* Provided text
═══
A multi channel CNN (MC-CNN) in which filters are applied to each channel and the features are flattened across channels to input to a fully connected layer is proposed in Zheng et al. [34]. A multiscale convolutional neural network (MCNN) has been proposed for univariate time series classification in which three types of representation (down sampling, skip sampling and sliding window) for preprocessing of raw time series are used to input to the network [35]. Another research work is based on the similar idea of exploiting simultaneously multiple branches of the same type of representation for time series classification [36].

Wang [22] suggested two other CNNs for time series classification, the fully convolutional neural network (FCN) without subsampling layers and ResNet (Residual Network). With the addition of some learning techniques, these two models produce better performance than MCNN or COTE, as is demonstrated by simulation with UCR benchmark data sets. An ensemble method of deep networks is proposed in Reference [37] in which LSTM (Long Short Term Memory) and FCN models are individually used and their outputs are concatenated and passed though a softmax classifier for final decision. Although deep neural networks achieve quite good classification accuracy for time series classification problems, high preprocessing effort and tuning of large set of hyperparameters make them difficult to use in a real situation.
═══
* Work to complete
[1] In the passage on time series classification networks, determine whether each statement agrees with it: (a) The MCNN was proposed for multivariate time series classification. (b) The FCN suggested by Wang contains no subsampling layers. (c) In the ensemble method of Reference [37], the outputs of the LSTM and FCN models are averaged. Answer yes or no for each, quoting the words of the passage that decide it.
[2] According to the passage on time series classification networks, which three types of representation does the MCNN use to preprocess raw time series?
[3] Print the part of the passage on time series classification networks that begins at the words "A multi channel" and ends after the words "series classification [36].".
Answer solely on the basis of the passage on time series classification networks.
═══
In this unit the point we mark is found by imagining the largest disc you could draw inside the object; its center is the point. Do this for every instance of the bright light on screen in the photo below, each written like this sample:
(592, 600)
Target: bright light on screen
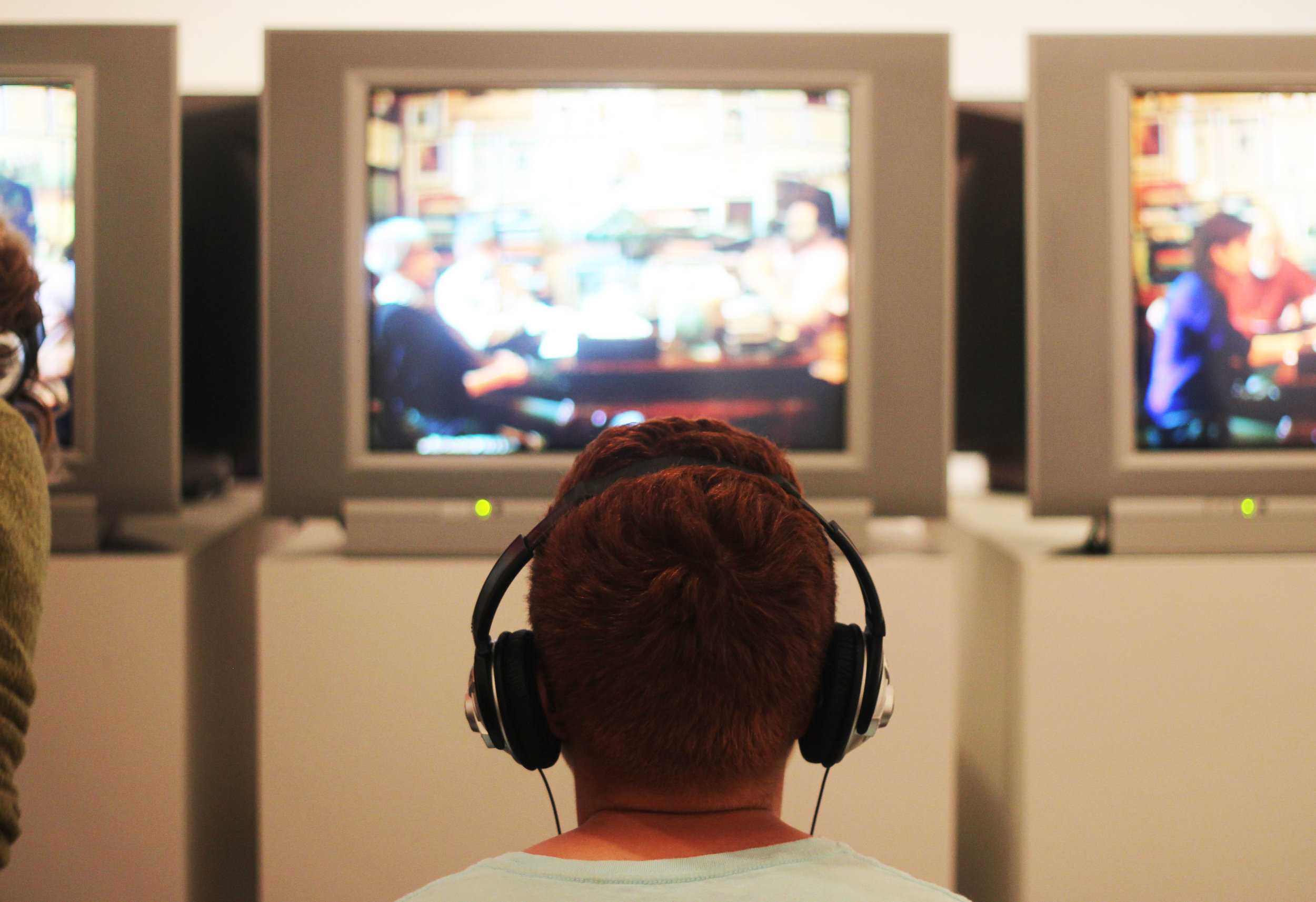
(1224, 254)
(37, 164)
(544, 263)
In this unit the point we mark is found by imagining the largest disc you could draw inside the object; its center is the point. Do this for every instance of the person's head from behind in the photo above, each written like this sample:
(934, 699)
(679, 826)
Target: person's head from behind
(20, 337)
(1220, 249)
(682, 620)
(404, 246)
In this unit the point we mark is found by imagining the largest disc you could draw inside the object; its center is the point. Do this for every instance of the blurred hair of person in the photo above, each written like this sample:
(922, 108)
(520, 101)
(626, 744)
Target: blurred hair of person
(483, 296)
(401, 253)
(24, 515)
(804, 273)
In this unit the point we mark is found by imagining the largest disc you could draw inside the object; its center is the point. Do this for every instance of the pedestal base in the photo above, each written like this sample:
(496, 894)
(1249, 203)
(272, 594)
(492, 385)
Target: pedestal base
(1133, 727)
(138, 777)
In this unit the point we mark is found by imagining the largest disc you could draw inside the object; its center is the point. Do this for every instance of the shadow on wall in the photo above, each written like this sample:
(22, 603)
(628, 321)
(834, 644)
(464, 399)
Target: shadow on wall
(222, 308)
(990, 395)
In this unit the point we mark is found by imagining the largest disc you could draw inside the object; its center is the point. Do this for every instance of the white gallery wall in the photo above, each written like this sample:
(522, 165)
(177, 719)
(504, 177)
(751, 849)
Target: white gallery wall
(220, 43)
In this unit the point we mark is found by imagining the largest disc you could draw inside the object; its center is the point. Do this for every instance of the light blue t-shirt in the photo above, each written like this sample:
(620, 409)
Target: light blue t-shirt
(804, 871)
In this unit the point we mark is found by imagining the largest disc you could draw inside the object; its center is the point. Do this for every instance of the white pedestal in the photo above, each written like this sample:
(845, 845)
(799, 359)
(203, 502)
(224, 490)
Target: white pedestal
(373, 785)
(1133, 727)
(138, 779)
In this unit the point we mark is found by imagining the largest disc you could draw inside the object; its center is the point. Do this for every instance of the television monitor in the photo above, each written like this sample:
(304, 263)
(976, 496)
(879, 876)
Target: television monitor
(88, 173)
(1172, 219)
(482, 249)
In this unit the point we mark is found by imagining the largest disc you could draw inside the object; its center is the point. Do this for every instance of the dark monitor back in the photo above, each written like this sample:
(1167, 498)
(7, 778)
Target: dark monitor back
(222, 312)
(990, 395)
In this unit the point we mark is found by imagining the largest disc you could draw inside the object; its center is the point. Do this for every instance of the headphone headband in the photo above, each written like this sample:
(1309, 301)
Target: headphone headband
(523, 549)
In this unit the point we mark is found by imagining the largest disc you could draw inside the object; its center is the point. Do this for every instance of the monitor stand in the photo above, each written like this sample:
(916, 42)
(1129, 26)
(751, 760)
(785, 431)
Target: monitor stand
(75, 523)
(465, 526)
(1212, 525)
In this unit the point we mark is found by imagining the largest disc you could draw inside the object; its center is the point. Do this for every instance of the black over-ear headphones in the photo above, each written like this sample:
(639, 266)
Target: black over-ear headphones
(24, 366)
(503, 701)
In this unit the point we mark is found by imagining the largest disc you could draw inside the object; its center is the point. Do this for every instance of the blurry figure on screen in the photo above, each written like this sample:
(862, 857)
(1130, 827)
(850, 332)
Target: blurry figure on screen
(16, 208)
(402, 254)
(425, 379)
(57, 308)
(1199, 357)
(804, 273)
(485, 297)
(1270, 295)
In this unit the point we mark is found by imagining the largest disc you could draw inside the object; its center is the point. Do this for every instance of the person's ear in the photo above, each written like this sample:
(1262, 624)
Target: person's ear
(546, 704)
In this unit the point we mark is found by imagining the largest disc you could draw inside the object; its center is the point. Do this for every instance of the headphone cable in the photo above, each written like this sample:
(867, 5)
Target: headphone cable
(815, 824)
(559, 824)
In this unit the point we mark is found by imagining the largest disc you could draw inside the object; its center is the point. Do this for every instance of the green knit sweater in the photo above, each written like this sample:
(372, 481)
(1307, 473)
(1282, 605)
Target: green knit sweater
(24, 549)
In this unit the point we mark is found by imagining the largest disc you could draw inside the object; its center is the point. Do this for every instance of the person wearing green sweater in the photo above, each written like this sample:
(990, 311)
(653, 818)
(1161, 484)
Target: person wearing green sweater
(24, 513)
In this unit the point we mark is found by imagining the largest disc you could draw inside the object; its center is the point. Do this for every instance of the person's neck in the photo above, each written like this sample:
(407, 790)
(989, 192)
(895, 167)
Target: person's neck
(636, 826)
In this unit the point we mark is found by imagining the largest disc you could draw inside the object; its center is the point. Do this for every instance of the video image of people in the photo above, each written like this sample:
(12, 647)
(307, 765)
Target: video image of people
(38, 157)
(543, 263)
(1224, 270)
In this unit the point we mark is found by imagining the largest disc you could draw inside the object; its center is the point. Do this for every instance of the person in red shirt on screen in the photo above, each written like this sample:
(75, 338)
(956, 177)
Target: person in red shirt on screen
(1269, 296)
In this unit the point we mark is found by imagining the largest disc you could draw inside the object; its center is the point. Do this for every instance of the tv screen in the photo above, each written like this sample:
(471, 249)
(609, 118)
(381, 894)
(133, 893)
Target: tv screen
(38, 156)
(1224, 268)
(541, 263)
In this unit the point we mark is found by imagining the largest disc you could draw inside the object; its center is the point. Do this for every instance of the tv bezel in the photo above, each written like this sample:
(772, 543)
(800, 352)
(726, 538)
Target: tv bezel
(896, 439)
(127, 437)
(1082, 438)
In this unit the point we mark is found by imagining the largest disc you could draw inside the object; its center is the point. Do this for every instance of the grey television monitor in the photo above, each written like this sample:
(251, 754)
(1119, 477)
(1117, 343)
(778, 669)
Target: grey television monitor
(1168, 179)
(868, 115)
(90, 161)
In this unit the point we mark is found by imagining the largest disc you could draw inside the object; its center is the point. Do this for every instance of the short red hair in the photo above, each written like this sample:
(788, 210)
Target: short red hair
(682, 617)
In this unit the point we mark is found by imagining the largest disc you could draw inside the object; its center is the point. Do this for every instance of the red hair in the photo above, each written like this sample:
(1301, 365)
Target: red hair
(22, 315)
(682, 618)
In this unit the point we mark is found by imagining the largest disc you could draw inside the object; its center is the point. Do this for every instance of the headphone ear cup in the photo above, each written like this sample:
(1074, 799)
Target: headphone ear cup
(524, 724)
(839, 698)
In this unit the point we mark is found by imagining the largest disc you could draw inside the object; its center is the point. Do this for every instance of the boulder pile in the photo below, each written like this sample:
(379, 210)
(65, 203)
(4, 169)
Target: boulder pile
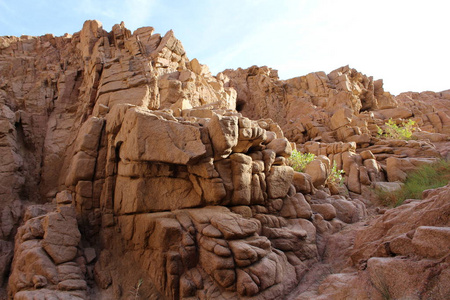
(130, 171)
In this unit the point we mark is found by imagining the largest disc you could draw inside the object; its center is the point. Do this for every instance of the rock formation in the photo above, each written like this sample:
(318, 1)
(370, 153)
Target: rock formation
(128, 170)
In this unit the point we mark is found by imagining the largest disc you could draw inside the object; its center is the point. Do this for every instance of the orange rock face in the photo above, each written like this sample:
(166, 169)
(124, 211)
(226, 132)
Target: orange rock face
(129, 170)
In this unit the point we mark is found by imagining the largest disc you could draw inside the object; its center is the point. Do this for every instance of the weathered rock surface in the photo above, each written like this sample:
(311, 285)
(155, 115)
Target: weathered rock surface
(165, 182)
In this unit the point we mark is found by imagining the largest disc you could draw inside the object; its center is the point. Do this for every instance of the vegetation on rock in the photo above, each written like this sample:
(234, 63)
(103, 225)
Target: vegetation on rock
(428, 176)
(398, 132)
(336, 175)
(298, 160)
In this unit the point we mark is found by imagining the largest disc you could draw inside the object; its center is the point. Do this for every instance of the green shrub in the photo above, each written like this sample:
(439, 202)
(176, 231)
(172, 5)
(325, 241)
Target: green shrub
(336, 175)
(427, 176)
(398, 132)
(298, 160)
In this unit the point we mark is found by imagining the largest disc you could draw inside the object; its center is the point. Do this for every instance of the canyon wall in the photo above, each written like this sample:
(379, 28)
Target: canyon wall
(128, 170)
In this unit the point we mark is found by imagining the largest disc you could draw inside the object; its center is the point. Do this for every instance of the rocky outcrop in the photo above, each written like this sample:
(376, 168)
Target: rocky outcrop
(129, 170)
(401, 254)
(54, 95)
(344, 105)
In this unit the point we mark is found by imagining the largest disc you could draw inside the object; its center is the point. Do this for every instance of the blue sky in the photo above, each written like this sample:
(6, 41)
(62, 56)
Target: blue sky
(406, 43)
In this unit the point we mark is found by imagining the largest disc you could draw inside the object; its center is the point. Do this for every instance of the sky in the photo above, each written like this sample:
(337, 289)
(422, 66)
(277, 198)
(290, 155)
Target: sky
(405, 43)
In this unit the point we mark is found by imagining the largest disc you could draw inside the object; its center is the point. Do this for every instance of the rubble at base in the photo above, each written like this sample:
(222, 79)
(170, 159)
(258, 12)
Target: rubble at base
(129, 170)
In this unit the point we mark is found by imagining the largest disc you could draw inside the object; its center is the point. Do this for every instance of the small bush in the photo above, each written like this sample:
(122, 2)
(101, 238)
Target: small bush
(427, 176)
(298, 160)
(398, 132)
(336, 175)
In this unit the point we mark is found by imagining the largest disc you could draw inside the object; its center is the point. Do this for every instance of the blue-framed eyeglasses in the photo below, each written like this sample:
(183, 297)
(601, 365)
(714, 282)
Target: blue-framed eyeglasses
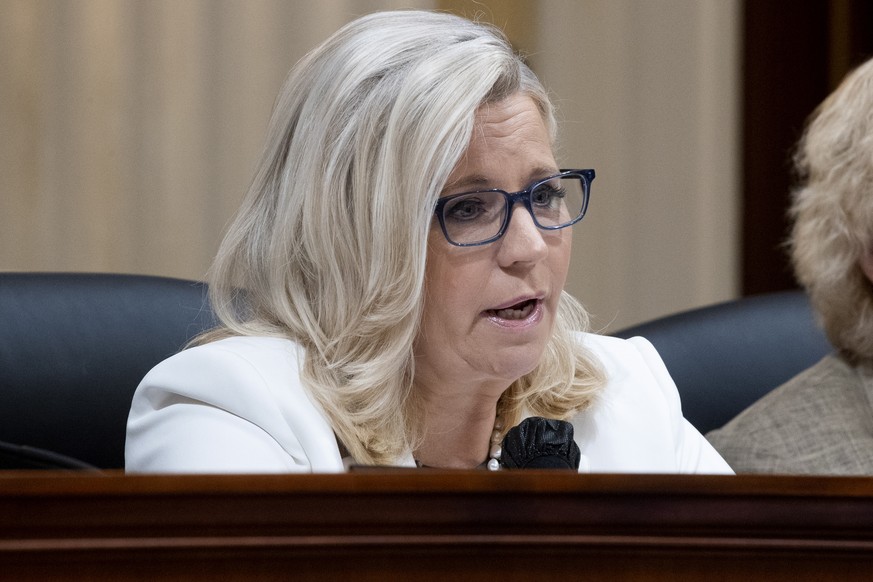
(478, 218)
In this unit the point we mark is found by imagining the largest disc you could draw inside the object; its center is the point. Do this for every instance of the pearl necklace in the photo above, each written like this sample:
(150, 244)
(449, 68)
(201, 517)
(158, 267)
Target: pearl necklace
(495, 450)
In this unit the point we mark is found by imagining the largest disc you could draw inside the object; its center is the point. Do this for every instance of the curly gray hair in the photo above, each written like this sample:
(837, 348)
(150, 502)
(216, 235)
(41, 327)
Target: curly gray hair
(832, 210)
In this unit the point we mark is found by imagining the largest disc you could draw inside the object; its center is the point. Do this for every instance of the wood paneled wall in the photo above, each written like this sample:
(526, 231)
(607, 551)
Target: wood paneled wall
(129, 130)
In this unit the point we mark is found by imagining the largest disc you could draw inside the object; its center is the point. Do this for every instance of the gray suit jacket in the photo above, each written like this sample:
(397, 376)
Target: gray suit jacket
(819, 422)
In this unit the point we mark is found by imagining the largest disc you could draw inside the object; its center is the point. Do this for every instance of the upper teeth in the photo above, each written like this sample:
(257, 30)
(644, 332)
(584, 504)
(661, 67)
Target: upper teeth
(513, 313)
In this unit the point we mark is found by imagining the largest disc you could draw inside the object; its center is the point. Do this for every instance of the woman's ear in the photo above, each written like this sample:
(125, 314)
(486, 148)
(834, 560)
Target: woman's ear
(866, 262)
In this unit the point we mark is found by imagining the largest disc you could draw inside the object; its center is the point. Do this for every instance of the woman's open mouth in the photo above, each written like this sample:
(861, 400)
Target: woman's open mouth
(519, 311)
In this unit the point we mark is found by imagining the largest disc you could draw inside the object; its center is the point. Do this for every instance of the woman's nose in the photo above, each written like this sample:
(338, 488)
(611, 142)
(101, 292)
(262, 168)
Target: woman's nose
(522, 242)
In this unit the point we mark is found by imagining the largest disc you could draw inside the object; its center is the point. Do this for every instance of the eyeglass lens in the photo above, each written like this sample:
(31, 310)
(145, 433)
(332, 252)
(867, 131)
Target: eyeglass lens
═══
* Responses in order
[1]
(a) No: "proposed for univariate time series classification"
(b) Yes: "the fully convolutional neural network (FCN) without subsampling layers"
(c) No: "their outputs are concatenated"

[2] Down sampling, skip sampling and sliding window.

[3]
A multi channel CNN (MC-CNN) in which filters are applied to each channel and the features are flattened across channels to input to a fully connected layer is proposed in Zheng et al. [34]. A multiscale convolutional neural network (MCNN) has been proposed for univariate time series classification in which three types of representation (down sampling, skip sampling and sliding window) for preprocessing of raw time series are used to input to the network [35]. Another research work is based on the similar idea of exploiting simultaneously multiple branches of the same type of representation for time series classification [36].